Dataset excerpts
BEGIN
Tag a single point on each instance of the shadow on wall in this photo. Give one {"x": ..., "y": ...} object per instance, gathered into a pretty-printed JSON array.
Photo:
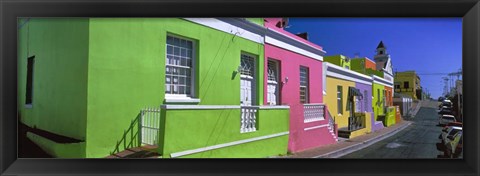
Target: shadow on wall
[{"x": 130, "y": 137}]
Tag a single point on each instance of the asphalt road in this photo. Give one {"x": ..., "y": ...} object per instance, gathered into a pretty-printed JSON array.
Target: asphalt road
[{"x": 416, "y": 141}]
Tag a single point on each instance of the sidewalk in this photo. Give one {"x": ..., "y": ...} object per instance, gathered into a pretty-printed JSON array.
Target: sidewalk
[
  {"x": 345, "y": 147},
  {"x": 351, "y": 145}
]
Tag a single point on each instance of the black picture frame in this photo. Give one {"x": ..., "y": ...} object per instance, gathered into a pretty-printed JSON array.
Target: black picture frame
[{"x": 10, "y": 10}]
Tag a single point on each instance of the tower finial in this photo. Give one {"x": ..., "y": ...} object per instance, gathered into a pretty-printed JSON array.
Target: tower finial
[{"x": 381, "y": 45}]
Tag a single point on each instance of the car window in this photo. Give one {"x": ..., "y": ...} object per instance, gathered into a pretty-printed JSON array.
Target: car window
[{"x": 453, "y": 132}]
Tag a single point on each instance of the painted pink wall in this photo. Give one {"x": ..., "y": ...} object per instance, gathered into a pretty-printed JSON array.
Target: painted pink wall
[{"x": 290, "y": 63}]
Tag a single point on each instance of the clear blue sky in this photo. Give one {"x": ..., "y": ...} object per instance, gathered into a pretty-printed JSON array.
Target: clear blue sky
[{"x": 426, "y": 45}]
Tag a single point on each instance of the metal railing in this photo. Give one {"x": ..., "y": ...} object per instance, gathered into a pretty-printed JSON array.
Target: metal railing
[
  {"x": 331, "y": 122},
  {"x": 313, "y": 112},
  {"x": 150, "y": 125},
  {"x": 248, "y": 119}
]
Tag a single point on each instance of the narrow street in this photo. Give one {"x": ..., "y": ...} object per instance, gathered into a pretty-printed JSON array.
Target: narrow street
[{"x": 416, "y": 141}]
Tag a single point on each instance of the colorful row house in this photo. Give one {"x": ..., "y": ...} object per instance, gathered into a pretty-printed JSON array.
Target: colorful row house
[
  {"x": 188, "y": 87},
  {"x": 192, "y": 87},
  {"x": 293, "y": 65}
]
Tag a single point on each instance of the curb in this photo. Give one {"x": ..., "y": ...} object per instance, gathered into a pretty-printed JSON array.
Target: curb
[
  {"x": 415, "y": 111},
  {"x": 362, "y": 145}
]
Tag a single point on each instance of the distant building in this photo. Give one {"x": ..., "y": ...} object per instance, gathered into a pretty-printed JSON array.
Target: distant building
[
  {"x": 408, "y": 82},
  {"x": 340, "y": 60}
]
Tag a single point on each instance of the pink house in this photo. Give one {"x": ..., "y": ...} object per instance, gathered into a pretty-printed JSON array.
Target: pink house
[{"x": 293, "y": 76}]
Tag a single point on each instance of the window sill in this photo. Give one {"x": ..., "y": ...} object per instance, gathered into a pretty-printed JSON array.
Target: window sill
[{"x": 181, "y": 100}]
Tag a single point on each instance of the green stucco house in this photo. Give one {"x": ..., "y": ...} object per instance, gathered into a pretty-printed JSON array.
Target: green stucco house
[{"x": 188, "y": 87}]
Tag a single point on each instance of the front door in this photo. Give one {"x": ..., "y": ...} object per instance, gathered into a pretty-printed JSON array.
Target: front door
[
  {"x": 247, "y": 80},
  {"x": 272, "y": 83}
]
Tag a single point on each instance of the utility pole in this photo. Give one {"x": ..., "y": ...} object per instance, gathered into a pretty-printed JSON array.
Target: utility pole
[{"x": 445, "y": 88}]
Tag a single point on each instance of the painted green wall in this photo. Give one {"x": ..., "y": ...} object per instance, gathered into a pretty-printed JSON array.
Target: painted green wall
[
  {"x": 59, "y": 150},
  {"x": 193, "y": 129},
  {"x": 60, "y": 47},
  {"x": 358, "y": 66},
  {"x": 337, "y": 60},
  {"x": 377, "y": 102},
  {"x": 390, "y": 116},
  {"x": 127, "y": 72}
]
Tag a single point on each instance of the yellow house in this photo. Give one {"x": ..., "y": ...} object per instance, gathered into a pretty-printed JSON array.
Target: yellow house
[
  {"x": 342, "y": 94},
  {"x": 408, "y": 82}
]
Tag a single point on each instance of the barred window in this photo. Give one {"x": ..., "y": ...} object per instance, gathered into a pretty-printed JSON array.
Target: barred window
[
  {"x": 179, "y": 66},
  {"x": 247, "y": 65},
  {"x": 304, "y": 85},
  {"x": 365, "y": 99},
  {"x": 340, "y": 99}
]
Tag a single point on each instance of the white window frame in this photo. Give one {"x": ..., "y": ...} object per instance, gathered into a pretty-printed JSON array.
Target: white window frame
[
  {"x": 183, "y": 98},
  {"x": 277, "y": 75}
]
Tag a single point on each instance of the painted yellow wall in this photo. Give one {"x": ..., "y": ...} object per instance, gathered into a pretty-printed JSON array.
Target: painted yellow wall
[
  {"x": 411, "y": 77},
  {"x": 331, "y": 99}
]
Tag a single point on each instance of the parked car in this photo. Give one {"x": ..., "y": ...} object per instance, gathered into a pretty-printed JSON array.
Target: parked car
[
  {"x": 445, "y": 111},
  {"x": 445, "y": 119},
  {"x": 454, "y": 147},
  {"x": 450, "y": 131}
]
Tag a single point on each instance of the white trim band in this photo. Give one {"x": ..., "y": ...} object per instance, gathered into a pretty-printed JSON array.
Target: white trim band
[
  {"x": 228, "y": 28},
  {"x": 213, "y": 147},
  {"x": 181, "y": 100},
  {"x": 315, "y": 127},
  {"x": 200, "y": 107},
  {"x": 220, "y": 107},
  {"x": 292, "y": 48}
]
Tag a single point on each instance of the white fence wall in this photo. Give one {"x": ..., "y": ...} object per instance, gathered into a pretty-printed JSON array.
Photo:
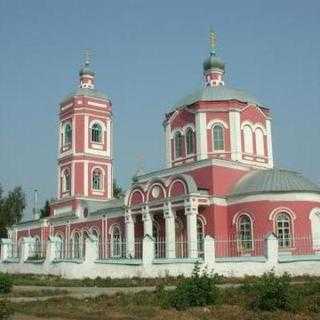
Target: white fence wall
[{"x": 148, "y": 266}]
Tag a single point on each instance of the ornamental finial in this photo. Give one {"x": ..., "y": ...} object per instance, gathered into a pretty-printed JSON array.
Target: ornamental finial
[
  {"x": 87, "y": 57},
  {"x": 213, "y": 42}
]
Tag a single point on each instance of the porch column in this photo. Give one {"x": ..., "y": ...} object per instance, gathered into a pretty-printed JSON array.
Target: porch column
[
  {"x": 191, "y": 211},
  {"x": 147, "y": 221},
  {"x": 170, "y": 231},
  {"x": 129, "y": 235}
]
END
BEGIN
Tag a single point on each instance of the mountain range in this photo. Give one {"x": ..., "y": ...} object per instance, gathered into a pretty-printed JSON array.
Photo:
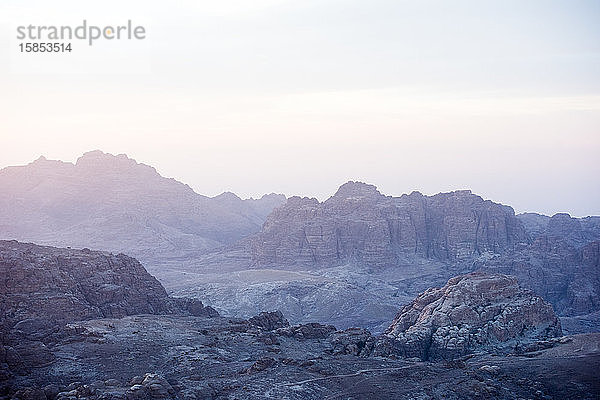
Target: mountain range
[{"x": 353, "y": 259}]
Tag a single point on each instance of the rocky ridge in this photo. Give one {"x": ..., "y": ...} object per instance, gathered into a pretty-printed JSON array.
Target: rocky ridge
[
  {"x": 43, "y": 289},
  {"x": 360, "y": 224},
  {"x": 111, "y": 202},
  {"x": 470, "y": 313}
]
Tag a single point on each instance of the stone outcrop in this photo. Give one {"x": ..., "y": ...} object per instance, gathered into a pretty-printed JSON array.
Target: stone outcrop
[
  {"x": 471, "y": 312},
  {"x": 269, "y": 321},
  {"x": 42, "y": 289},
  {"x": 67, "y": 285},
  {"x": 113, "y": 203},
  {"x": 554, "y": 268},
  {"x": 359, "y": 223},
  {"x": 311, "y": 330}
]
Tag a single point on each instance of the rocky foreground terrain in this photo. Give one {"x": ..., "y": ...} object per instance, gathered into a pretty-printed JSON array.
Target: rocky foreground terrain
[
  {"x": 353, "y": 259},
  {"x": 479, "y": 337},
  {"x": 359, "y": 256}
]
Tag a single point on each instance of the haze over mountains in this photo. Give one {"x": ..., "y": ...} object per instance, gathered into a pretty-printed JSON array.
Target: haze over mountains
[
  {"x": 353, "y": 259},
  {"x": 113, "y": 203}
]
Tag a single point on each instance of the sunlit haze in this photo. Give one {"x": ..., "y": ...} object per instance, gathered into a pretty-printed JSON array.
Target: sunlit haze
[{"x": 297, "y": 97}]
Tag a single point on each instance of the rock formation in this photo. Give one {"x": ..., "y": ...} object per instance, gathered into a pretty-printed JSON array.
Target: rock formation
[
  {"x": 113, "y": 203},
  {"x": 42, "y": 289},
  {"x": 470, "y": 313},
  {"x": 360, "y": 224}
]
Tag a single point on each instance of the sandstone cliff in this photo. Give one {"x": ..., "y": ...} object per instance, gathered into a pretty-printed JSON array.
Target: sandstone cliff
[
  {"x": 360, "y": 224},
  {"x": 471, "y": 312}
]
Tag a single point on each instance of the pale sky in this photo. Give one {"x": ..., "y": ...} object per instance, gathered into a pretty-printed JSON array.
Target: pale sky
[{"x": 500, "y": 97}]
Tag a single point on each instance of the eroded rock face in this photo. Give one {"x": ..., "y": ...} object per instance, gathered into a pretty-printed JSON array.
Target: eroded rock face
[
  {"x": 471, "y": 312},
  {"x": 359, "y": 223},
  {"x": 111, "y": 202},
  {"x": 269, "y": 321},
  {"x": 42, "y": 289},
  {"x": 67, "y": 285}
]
END
BEGIN
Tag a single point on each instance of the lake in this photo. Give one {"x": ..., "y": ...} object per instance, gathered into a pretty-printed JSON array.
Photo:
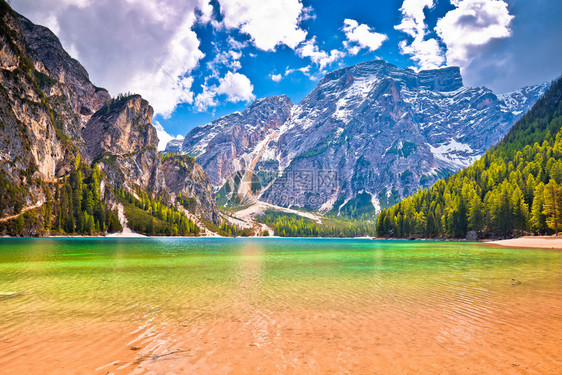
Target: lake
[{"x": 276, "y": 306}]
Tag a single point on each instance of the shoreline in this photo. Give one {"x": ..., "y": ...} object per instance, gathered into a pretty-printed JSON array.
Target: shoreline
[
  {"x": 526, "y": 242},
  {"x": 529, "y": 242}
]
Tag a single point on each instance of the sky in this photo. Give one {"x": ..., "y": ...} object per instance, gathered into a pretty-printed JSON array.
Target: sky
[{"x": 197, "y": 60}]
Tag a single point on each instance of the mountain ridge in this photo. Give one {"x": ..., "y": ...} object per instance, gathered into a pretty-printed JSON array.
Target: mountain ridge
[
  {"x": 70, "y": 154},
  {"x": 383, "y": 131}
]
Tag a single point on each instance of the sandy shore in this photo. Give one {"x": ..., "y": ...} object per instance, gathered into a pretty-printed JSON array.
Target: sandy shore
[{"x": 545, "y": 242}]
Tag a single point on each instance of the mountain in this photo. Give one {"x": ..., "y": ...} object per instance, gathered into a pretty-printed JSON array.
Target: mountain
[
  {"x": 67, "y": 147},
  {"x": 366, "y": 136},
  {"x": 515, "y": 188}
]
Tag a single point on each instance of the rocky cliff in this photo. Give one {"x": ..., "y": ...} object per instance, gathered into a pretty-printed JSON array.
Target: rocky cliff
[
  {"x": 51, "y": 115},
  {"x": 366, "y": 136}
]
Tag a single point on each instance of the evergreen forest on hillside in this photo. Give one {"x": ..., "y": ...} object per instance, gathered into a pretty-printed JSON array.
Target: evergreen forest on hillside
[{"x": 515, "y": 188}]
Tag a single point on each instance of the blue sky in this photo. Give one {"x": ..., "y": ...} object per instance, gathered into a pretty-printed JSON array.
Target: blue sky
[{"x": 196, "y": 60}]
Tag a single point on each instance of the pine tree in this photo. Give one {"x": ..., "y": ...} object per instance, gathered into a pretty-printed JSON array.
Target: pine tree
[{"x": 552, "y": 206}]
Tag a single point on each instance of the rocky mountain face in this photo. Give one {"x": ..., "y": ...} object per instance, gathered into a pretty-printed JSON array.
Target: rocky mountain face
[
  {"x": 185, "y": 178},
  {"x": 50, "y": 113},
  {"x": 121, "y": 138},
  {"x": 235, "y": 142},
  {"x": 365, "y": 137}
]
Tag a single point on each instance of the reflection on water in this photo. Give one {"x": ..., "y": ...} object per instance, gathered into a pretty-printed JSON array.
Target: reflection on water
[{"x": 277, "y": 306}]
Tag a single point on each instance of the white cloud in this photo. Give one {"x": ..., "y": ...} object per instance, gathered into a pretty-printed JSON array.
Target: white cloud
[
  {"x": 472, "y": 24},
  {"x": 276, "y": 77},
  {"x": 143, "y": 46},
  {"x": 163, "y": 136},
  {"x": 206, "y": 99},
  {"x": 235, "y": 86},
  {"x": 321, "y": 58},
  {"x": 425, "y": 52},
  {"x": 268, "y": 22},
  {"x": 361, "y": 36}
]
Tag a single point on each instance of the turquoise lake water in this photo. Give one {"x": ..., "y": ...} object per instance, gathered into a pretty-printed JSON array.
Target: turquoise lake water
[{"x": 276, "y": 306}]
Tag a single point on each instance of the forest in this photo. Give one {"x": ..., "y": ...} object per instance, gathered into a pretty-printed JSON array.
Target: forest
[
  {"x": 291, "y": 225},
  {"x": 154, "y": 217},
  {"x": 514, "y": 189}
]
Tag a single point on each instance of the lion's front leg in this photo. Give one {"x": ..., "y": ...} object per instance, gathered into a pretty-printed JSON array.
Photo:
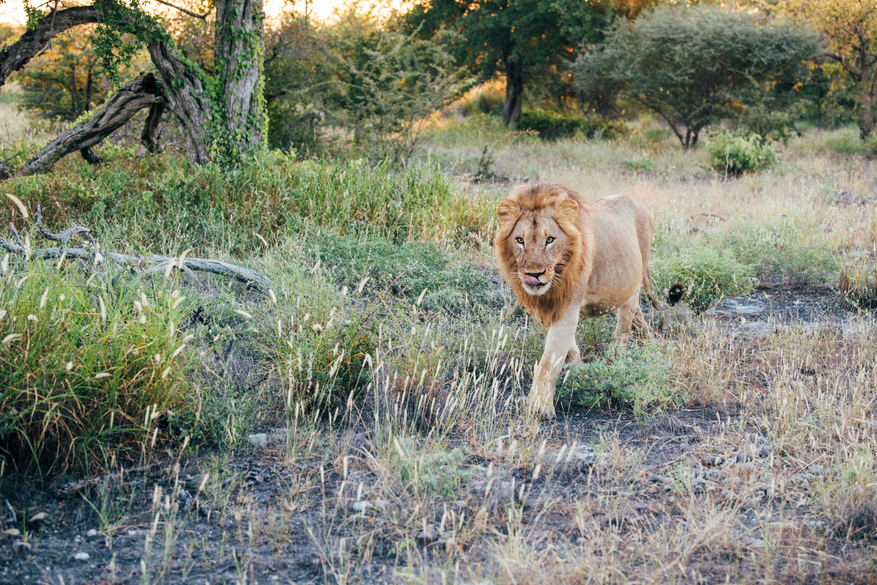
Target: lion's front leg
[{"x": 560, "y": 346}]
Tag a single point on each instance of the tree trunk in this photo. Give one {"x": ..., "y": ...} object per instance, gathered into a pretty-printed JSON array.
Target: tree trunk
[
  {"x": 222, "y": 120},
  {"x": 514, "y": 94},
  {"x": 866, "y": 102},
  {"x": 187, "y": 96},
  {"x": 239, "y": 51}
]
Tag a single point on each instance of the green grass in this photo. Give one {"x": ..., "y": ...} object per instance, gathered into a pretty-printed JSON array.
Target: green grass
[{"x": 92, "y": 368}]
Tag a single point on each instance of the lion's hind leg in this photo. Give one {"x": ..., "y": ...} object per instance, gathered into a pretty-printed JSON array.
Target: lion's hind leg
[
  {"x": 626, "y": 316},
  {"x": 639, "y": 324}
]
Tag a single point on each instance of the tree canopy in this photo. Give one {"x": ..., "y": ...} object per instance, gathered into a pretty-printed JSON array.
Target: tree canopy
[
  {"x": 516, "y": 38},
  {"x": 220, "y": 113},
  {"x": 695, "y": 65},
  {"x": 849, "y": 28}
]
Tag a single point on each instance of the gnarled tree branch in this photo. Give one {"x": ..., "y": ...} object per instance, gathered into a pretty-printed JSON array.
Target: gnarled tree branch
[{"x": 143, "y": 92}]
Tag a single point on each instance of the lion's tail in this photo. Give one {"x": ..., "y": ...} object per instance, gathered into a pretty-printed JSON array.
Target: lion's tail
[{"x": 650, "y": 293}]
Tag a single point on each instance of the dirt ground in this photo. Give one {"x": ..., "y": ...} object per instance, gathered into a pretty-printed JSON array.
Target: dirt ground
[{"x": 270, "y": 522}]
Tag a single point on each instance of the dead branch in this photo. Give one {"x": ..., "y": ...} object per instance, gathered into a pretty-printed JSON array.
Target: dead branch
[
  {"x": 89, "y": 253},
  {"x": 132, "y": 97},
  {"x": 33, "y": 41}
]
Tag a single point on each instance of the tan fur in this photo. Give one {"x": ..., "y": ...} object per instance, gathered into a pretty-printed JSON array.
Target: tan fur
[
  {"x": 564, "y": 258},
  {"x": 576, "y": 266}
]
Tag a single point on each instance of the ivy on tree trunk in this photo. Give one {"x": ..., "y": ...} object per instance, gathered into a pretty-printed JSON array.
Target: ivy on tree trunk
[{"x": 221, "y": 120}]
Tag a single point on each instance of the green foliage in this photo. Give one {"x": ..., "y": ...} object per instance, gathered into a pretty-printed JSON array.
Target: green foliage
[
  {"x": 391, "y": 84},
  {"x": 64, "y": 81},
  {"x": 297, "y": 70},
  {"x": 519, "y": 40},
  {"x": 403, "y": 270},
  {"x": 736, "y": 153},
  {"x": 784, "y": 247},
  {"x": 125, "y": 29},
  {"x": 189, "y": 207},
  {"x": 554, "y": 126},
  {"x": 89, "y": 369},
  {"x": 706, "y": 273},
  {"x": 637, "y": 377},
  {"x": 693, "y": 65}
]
END
* **TASK DESCRIPTION**
Leaving every picture aside, reproduce exactly the lines above from the one with "Target: white window frame" up to and including the one with "Tag a single point on each instance of the ornamental", and no others.

* **SOLUTION FOR THIS TASK**
Target: white window frame
[
  {"x": 183, "y": 98},
  {"x": 277, "y": 75}
]
Tag a single point on each instance of the painted yellow wall in this photo. Give one {"x": ..., "y": ...} object per instance, gathered into a pretty-printed JSON array.
Target: painted yellow wall
[
  {"x": 411, "y": 77},
  {"x": 331, "y": 99}
]
Tag a single point on each instance of the parked car in this photo. Give one {"x": ..., "y": ...} object per instance, gathered into a pretty-printed JSON array.
Target: parked car
[
  {"x": 445, "y": 111},
  {"x": 445, "y": 119},
  {"x": 454, "y": 147},
  {"x": 450, "y": 131}
]
Tag a single point on each instance of the white trim band in this photo. Give one {"x": ..., "y": ...} object per instance, gathered into a pretty-printed JSON array.
Target: white trim band
[
  {"x": 228, "y": 28},
  {"x": 213, "y": 147},
  {"x": 181, "y": 100},
  {"x": 315, "y": 127},
  {"x": 200, "y": 107},
  {"x": 220, "y": 107},
  {"x": 292, "y": 48}
]
Tag a single point on each instance of the white fence wall in this photo. Give one {"x": ..., "y": ...} object per instance, gathered into a pretty-printed JSON array.
Photo:
Target: white fence wall
[{"x": 148, "y": 266}]
Tag a single point on each instance of the ornamental finial in this photo. Give one {"x": ..., "y": ...} object per instance, gathered into a pretty-printed JSON array.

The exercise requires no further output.